# Aim
Render the records starting with the line containing "Verification task — confirm whether the tiled" and going on through the line containing "[91, 55, 97, 74]" as a two-column CSV with the columns input and output. Give one row per record, with its text and its answer each in a single quoted field and any line breaks replaced by spaces.

# Information supplied
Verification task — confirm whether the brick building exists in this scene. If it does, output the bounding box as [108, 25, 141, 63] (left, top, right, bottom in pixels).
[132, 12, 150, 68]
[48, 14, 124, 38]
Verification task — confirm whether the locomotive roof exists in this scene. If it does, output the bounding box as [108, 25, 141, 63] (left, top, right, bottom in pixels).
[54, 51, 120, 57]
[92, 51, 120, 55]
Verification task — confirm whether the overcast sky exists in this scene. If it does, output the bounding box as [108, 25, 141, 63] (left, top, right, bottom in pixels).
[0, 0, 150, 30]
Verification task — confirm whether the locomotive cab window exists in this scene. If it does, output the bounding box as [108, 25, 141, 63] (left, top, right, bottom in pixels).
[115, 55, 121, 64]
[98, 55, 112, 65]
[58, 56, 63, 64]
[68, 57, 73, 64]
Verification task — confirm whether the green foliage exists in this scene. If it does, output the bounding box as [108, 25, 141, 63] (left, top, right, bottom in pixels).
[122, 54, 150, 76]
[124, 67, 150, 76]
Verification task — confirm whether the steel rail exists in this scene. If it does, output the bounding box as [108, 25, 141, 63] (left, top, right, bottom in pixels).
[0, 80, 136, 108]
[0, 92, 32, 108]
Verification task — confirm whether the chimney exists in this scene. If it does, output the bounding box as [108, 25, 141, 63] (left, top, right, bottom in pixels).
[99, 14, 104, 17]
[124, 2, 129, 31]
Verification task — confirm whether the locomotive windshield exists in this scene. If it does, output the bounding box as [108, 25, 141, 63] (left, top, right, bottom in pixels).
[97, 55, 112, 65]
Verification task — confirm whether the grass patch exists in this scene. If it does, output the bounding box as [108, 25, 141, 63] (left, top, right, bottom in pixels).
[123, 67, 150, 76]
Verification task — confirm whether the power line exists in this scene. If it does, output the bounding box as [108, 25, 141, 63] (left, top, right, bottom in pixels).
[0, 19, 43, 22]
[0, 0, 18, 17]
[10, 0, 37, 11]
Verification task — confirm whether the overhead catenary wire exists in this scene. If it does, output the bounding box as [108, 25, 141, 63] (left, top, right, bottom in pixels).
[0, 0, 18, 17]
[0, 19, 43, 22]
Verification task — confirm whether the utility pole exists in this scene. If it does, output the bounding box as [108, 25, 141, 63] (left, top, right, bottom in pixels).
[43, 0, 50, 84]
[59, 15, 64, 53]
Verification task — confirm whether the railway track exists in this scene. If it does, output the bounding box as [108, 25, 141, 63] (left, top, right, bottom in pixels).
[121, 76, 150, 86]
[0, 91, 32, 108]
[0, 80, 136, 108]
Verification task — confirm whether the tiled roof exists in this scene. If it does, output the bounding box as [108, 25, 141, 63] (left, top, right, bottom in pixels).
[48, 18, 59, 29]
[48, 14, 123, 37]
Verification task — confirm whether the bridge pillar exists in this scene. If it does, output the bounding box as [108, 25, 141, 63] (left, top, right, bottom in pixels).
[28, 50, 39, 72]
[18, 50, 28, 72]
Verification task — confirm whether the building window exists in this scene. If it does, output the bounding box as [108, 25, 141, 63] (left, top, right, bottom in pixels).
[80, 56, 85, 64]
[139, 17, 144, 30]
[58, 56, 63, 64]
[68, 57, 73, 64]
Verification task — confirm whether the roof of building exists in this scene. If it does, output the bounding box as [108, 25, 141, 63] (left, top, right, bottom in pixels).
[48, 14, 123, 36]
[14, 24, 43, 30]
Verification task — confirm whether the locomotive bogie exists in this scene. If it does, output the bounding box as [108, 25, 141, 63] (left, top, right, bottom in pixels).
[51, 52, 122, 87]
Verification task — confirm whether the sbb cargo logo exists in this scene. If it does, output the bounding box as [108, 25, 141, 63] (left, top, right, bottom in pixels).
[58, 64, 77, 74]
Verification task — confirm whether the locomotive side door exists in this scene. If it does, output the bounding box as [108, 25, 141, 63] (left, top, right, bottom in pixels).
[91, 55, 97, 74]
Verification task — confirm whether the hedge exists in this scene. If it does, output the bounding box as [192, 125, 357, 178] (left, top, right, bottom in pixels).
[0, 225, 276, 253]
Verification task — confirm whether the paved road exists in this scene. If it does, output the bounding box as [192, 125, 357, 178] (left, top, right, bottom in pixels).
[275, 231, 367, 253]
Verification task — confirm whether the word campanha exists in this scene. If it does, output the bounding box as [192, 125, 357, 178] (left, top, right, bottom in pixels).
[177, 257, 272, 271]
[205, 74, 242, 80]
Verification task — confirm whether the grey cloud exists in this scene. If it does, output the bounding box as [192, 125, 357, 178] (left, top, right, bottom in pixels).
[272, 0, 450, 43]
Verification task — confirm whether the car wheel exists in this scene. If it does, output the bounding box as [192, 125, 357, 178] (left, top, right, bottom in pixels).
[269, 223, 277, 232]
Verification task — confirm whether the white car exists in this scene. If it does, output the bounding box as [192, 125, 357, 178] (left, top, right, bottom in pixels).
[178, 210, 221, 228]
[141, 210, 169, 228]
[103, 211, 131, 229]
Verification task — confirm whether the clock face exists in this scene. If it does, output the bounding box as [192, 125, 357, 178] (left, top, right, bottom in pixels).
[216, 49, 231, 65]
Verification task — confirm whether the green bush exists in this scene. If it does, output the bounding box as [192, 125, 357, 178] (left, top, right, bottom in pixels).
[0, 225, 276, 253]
--
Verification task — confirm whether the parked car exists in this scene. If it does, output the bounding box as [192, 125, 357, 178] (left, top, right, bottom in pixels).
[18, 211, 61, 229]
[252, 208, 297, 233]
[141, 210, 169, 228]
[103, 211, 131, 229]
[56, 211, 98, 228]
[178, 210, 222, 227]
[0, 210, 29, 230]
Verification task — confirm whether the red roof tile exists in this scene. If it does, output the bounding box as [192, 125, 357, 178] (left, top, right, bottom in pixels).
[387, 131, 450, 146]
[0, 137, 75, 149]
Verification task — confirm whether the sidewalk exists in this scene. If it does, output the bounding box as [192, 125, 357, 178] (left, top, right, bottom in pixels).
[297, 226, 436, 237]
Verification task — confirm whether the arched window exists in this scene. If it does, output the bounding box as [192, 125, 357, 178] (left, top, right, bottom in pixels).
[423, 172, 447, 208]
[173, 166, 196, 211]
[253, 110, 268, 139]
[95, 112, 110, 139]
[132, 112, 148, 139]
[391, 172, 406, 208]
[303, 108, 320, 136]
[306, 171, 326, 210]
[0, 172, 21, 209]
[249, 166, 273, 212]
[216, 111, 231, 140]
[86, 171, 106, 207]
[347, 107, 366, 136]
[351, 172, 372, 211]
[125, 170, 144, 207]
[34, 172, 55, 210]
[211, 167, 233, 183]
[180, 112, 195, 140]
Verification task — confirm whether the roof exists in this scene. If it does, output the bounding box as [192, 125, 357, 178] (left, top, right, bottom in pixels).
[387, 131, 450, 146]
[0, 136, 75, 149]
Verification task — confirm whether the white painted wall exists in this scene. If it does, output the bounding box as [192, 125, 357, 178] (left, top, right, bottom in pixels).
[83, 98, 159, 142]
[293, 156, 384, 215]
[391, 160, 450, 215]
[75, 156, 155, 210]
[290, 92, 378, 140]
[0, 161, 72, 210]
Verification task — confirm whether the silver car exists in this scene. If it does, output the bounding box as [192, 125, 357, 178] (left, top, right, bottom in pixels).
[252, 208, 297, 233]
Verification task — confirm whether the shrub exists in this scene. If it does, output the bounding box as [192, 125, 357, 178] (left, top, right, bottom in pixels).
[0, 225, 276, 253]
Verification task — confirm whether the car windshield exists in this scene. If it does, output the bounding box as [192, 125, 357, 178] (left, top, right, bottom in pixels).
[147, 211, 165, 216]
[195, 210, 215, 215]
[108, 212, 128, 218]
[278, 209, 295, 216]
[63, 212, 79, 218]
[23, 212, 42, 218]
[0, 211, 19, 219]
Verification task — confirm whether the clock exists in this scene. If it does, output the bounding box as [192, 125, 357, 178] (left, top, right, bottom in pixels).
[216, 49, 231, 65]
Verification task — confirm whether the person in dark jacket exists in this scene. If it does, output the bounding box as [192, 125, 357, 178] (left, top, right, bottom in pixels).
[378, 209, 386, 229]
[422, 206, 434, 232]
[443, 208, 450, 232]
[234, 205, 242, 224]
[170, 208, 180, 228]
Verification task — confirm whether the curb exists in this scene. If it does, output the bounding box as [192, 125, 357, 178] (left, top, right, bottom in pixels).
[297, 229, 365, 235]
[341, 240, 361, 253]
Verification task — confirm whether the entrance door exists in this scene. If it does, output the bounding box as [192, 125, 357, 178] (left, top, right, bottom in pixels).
---
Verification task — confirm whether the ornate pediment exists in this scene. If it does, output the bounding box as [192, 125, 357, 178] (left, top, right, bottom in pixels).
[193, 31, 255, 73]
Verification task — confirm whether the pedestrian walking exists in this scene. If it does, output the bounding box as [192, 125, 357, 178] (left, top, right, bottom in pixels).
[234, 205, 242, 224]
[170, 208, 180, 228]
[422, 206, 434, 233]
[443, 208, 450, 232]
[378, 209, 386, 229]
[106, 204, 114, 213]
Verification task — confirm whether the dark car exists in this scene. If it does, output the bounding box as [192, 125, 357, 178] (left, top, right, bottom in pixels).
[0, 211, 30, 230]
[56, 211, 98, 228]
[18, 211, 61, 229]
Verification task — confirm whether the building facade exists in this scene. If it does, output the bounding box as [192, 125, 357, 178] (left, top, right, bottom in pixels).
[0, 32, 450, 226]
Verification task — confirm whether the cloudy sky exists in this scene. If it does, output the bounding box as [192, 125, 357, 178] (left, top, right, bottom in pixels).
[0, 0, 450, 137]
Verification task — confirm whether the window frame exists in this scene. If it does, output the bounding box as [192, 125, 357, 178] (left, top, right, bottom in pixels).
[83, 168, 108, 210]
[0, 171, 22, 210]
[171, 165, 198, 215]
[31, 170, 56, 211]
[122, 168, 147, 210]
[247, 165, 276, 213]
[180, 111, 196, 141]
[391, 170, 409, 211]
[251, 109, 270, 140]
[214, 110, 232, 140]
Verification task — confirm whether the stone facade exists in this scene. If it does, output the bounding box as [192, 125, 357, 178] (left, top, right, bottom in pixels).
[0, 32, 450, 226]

# Result
input,output
"Verification task — confirm whether the tiled roof exists in this scene. If it does, output the bounding box as [108, 25, 141, 63] (left, top, right, bottom in pixels).","[48, 18, 59, 29] [48, 14, 123, 37]"
"Verification task — confirm whether the bridge pillar exists in this scene. If it does, output the bounding box as [108, 25, 141, 63] (left, top, right, bottom in pixels).","[28, 50, 39, 72] [18, 50, 28, 72]"
"Verification task — confirm whether the building window exists in this scene. If it does, output the bounding box as [108, 25, 141, 63] (left, top, right, bottom in pixels).","[80, 56, 85, 64] [139, 17, 144, 30] [58, 56, 63, 64] [68, 57, 73, 64]"
"Verification task — confirm whether the roof of building exists in this scene. If it does, output the bounding box as [108, 25, 141, 63] (left, top, right, bottom in pixels).","[48, 14, 123, 36] [14, 24, 43, 30]"
"Verification task — confirm whether the locomotive bogie exists in this scene. If it does, output the bounding box as [108, 25, 141, 63] (left, top, right, bottom in pixels).","[51, 52, 122, 87]"
"Verification task — confirm whether the sbb cargo logo exists in this scene. If it does, output the bounding box as [108, 25, 141, 63] (left, top, right, bottom in pixels).","[58, 64, 77, 74]"
"Verification task — confirm whether the locomotive side door exists in this scene. If it does, output the bounding box as [108, 25, 141, 63] (left, top, right, bottom in pixels).","[91, 55, 97, 74]"